• **Task**
Begin your transcription at the line containing "274L327 299L358 301L366" and continue it, word for word, to the final line below. Include only those lines and skip the pictures.

• **Data records**

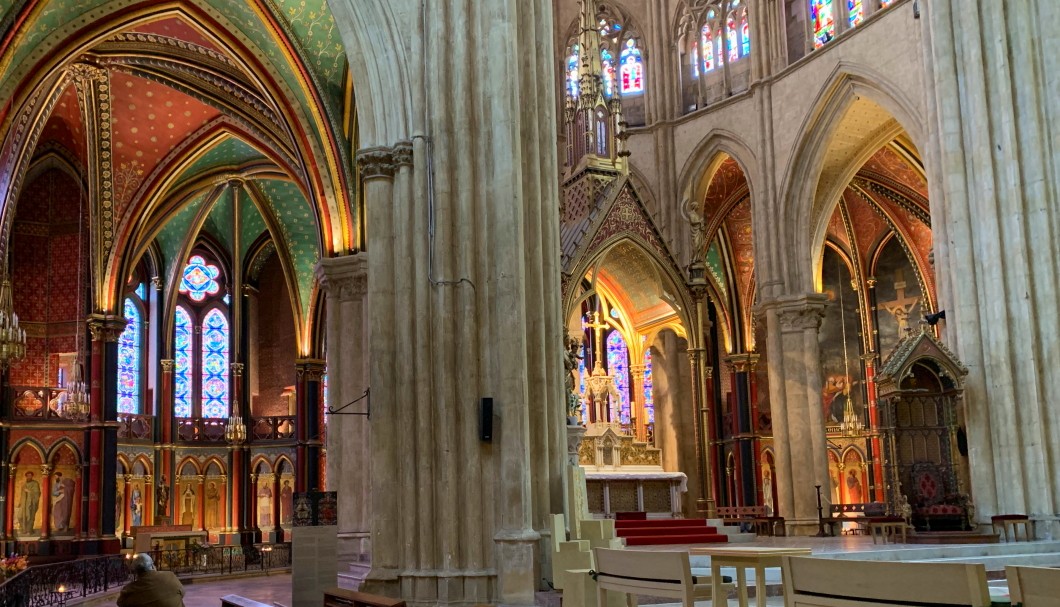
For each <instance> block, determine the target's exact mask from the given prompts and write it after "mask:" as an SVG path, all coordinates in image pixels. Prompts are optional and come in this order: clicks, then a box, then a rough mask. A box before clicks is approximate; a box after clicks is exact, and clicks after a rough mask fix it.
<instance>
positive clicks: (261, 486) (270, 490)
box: [255, 474, 276, 531]
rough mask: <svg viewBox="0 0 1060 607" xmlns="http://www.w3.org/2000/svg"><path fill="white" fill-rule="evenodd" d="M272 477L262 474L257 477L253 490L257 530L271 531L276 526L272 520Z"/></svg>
mask: <svg viewBox="0 0 1060 607" xmlns="http://www.w3.org/2000/svg"><path fill="white" fill-rule="evenodd" d="M272 495H273V493H272V475H271V474H264V475H260V476H259V477H258V487H257V489H255V496H257V507H258V528H259V529H261V530H263V531H271V530H272V529H273V528H275V526H276V522H273V520H272Z"/></svg>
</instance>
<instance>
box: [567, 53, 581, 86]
mask: <svg viewBox="0 0 1060 607" xmlns="http://www.w3.org/2000/svg"><path fill="white" fill-rule="evenodd" d="M580 60H581V50H580V49H579V47H578V44H575V46H573V47H571V48H570V56H569V57H567V94H569V95H570V97H571V99H578V94H579V92H580V90H581V89H580V86H581V85H580V83H579V82H578V63H579V61H580Z"/></svg>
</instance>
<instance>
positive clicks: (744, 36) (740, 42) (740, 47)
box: [740, 10, 750, 57]
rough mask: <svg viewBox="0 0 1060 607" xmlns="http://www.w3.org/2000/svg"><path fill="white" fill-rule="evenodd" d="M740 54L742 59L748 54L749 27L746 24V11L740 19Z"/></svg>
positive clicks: (748, 51)
mask: <svg viewBox="0 0 1060 607" xmlns="http://www.w3.org/2000/svg"><path fill="white" fill-rule="evenodd" d="M740 54H742V55H743V56H744V57H746V56H747V55H749V54H750V26H749V25H748V24H747V11H746V10H745V11H744V12H743V17H741V18H740Z"/></svg>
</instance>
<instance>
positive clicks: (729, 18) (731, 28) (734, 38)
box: [725, 15, 740, 64]
mask: <svg viewBox="0 0 1060 607" xmlns="http://www.w3.org/2000/svg"><path fill="white" fill-rule="evenodd" d="M725 32H726V36H727V38H728V39H727V40H726V42H727V43H728V48H729V54H728V57H729V63H730V64H731V63H734V61H736V60H737V59H739V58H740V44H739V43H737V39H736V19H734V18H732V16H731V15H729V18H728V20H727V21H726V22H725Z"/></svg>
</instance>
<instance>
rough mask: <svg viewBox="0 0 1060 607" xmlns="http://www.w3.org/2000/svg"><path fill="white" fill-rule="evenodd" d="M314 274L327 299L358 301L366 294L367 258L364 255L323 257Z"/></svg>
mask: <svg viewBox="0 0 1060 607" xmlns="http://www.w3.org/2000/svg"><path fill="white" fill-rule="evenodd" d="M316 274H317V282H318V283H319V284H320V287H321V288H322V289H324V292H326V293H328V299H336V300H338V301H349V300H359V299H364V297H365V294H366V293H367V292H368V256H367V255H366V254H365V253H358V254H356V255H348V256H345V257H323V258H321V260H320V261H319V262H317V268H316Z"/></svg>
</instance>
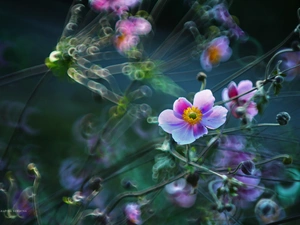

• **The answer**
rough mask: <svg viewBox="0 0 1060 607" xmlns="http://www.w3.org/2000/svg"><path fill="white" fill-rule="evenodd" d="M314 274L327 299L358 301L366 294L367 258L364 255L323 257Z"/></svg>
mask: <svg viewBox="0 0 1060 607" xmlns="http://www.w3.org/2000/svg"><path fill="white" fill-rule="evenodd" d="M316 274H317V282H318V283H319V284H320V287H321V288H322V289H324V292H326V293H328V299H336V300H338V301H349V300H359V299H364V297H365V294H366V293H367V292H368V256H367V255H366V254H365V253H358V254H356V255H348V256H345V257H323V258H321V260H320V261H319V262H317V268H316Z"/></svg>
</instance>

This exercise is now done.